• REQUIREMENTS:
Rewrite the data below with every "even-odd" replaced by "nonzero", keeping everything else the same. Leave the pictures out.

• Image region outline records:

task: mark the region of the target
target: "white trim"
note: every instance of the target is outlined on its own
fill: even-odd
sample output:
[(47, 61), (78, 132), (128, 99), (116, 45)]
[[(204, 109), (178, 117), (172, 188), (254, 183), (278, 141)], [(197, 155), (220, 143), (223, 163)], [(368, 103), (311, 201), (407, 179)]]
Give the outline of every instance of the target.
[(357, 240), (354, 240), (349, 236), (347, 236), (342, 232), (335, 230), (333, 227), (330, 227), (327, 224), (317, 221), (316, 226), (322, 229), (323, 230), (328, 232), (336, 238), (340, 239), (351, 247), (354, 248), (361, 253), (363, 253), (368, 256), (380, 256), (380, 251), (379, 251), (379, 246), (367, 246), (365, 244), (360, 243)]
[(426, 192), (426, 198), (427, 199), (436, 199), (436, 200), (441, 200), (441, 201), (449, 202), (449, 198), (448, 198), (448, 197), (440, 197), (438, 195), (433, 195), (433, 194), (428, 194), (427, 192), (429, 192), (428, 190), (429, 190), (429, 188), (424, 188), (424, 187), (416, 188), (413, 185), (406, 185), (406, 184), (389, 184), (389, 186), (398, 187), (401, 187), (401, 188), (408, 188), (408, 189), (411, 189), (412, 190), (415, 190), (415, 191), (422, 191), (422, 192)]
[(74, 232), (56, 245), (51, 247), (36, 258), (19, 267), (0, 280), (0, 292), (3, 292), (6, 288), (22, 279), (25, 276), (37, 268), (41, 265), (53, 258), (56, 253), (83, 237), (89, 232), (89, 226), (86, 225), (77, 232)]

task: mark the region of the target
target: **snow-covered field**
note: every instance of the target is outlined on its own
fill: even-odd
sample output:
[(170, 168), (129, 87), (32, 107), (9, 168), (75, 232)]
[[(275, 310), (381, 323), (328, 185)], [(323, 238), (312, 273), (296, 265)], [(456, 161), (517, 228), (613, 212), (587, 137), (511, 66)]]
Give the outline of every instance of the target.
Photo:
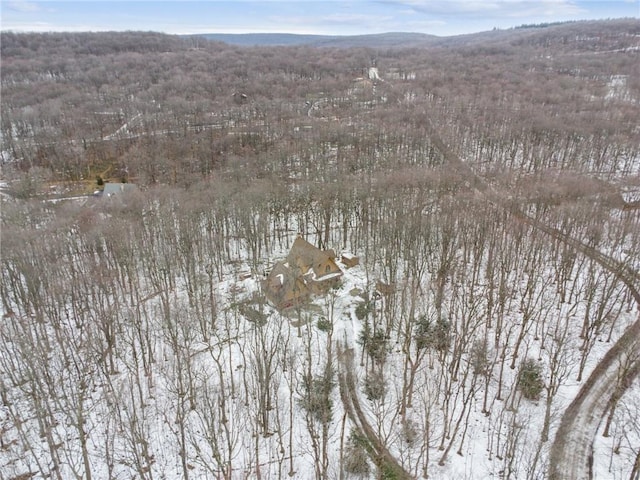
[[(157, 213), (163, 226), (151, 222), (157, 230), (142, 237), (116, 233), (112, 218), (116, 232), (78, 230), (72, 246), (25, 243), (49, 250), (42, 258), (57, 251), (57, 262), (6, 247), (15, 263), (3, 289), (3, 478), (343, 478), (345, 465), (374, 478), (371, 459), (362, 470), (345, 460), (365, 446), (341, 402), (339, 348), (353, 349), (360, 405), (411, 476), (542, 478), (564, 409), (635, 316), (624, 287), (590, 262), (567, 267), (563, 290), (552, 253), (529, 263), (507, 240), (494, 270), (462, 241), (422, 261), (353, 243), (361, 264), (343, 266), (339, 288), (280, 313), (259, 295), (260, 279), (293, 235), (272, 242), (259, 268), (235, 237), (227, 248), (239, 261), (214, 269), (206, 229), (188, 244), (185, 225)], [(187, 247), (193, 262), (176, 256)], [(378, 280), (393, 292), (376, 293)], [(533, 400), (517, 384), (525, 358), (543, 375)], [(611, 436), (597, 440), (596, 478), (628, 477), (636, 400), (637, 384)]]

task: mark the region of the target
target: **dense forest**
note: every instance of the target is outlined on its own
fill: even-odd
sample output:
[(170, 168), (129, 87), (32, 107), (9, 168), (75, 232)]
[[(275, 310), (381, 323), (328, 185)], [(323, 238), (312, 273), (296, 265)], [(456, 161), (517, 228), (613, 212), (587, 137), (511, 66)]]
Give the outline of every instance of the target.
[(638, 478), (640, 21), (0, 42), (0, 478)]

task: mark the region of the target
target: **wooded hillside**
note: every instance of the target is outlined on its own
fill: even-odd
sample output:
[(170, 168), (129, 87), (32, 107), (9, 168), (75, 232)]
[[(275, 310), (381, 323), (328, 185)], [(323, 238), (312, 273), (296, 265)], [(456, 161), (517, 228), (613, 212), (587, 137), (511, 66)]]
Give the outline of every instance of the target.
[[(639, 21), (0, 42), (7, 478), (543, 478), (590, 382), (637, 475)], [(278, 311), (297, 235), (360, 264)]]

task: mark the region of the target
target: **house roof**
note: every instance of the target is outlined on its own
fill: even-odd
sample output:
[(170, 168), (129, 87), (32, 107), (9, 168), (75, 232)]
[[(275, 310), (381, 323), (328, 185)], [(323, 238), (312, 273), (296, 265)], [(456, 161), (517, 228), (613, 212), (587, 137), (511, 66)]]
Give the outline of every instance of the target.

• FINAL RESULT:
task: mark the region of the target
target: "white trim"
note: every instance of the target is outlined on its own
fill: nonzero
sample output:
[(47, 61), (78, 132), (128, 99), (116, 45)]
[[(204, 109), (178, 117), (172, 188), (254, 183), (278, 141)], [(197, 155), (220, 143), (223, 163)], [(368, 103), (311, 201), (407, 179)]]
Give the outline of every instance of the target.
[(357, 240), (354, 240), (349, 236), (347, 236), (342, 232), (335, 230), (333, 227), (330, 227), (327, 224), (317, 221), (316, 226), (322, 229), (323, 230), (328, 232), (336, 238), (340, 239), (351, 247), (354, 248), (361, 253), (363, 253), (368, 256), (380, 256), (380, 251), (379, 251), (379, 246), (367, 246), (365, 244), (360, 243)]
[(426, 192), (426, 198), (427, 199), (436, 199), (436, 200), (441, 200), (441, 201), (449, 202), (449, 198), (448, 198), (448, 197), (440, 197), (438, 195), (433, 195), (433, 194), (428, 194), (427, 192), (429, 192), (428, 190), (429, 190), (429, 188), (424, 188), (424, 187), (416, 188), (413, 185), (406, 185), (406, 184), (389, 184), (389, 186), (398, 187), (401, 187), (401, 188), (408, 188), (408, 189), (411, 189), (412, 190), (415, 190), (415, 191), (422, 191), (422, 192)]
[(74, 232), (56, 245), (51, 247), (36, 258), (19, 267), (0, 280), (0, 292), (3, 292), (6, 288), (22, 279), (25, 276), (37, 268), (41, 265), (53, 258), (56, 253), (83, 237), (89, 232), (89, 226), (86, 225), (77, 232)]

task: mark the region of the target
target: **snow-covered field**
note: every instance of the target is outlined on its own
fill: nonzero
sample output:
[(170, 168), (129, 87), (32, 107), (9, 168), (75, 232)]
[[(275, 310), (381, 323), (328, 185)], [(323, 238), (312, 273), (296, 265)], [(456, 161), (517, 228), (613, 212), (587, 137), (511, 66)]]
Give the outline of every instance of the target.
Photo:
[[(157, 213), (163, 226), (151, 222), (157, 230), (142, 237), (116, 233), (112, 218), (116, 232), (78, 230), (72, 246), (25, 243), (49, 250), (42, 258), (57, 251), (57, 262), (6, 247), (15, 263), (3, 289), (3, 478), (343, 478), (345, 465), (374, 478), (371, 459), (362, 470), (345, 460), (365, 446), (341, 402), (339, 348), (353, 349), (360, 405), (411, 476), (542, 478), (564, 409), (635, 316), (624, 287), (590, 262), (567, 267), (563, 290), (552, 253), (529, 263), (507, 240), (494, 270), (462, 241), (422, 261), (353, 243), (361, 264), (343, 266), (339, 288), (280, 313), (259, 295), (260, 279), (293, 235), (272, 242), (259, 268), (235, 237), (227, 248), (239, 261), (214, 269), (206, 229), (188, 244), (185, 225)], [(187, 247), (193, 262), (176, 256)], [(378, 280), (393, 292), (376, 293)], [(533, 400), (517, 384), (525, 358), (543, 375)], [(611, 436), (597, 440), (596, 478), (628, 477), (636, 400), (637, 384)]]

task: mark the region of the target
target: **dense forest**
note: every instance of the target is outlined on its own
fill: nonzero
sample output:
[(170, 168), (129, 87), (32, 107), (9, 168), (75, 232)]
[[(275, 310), (381, 323), (328, 185)], [(323, 238), (312, 273), (296, 265)], [(456, 161), (517, 228), (613, 212), (587, 137), (511, 66)]]
Give the outline of every instance of the target.
[(638, 478), (640, 21), (0, 42), (0, 478)]

task: mark the region of the target
target: **wooded hillside**
note: every instance of the target is outlined on its own
fill: nonzero
sample output:
[(170, 168), (129, 87), (32, 107), (9, 168), (75, 232)]
[[(275, 310), (381, 323), (328, 185)], [(323, 238), (312, 273), (296, 265)], [(456, 161), (517, 228), (613, 212), (587, 137), (511, 66)]]
Give the outline of every instance of the target.
[[(639, 21), (0, 42), (7, 478), (543, 478), (590, 382), (637, 475)], [(278, 311), (297, 235), (360, 264)]]

task: mark the region of the target
target: **house roof**
note: every instance of the target is outlined on its own
fill: nonzero
sample output:
[(170, 168), (129, 87), (32, 107), (9, 168), (75, 232)]
[[(275, 310), (381, 323), (328, 185)], [(323, 238), (312, 273), (296, 265)], [(456, 161), (517, 228), (613, 212), (587, 137), (511, 66)]]
Give the outline of every instance of the target.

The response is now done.